What you have to do. Each entry below is to be given again word for word, with no pictures.

**** Data extracts ****

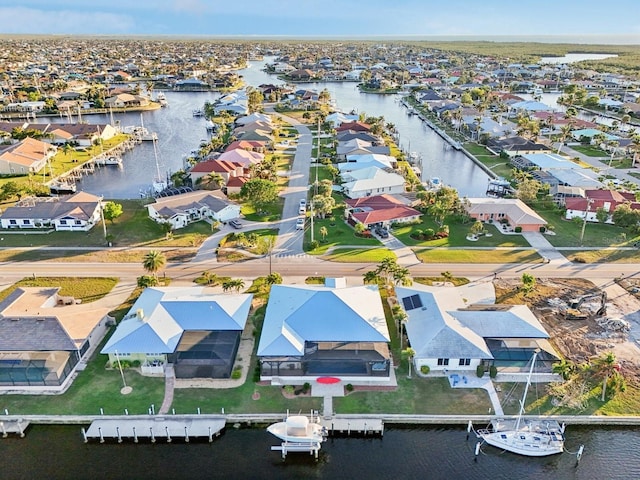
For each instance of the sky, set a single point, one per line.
(324, 18)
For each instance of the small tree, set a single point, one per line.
(153, 261)
(528, 282)
(409, 353)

****

Exercise result.
For each instance of the sky, set a single point, one per line.
(324, 18)
For each instance of the small tree, set a single point, one per line.
(153, 261)
(528, 282)
(409, 353)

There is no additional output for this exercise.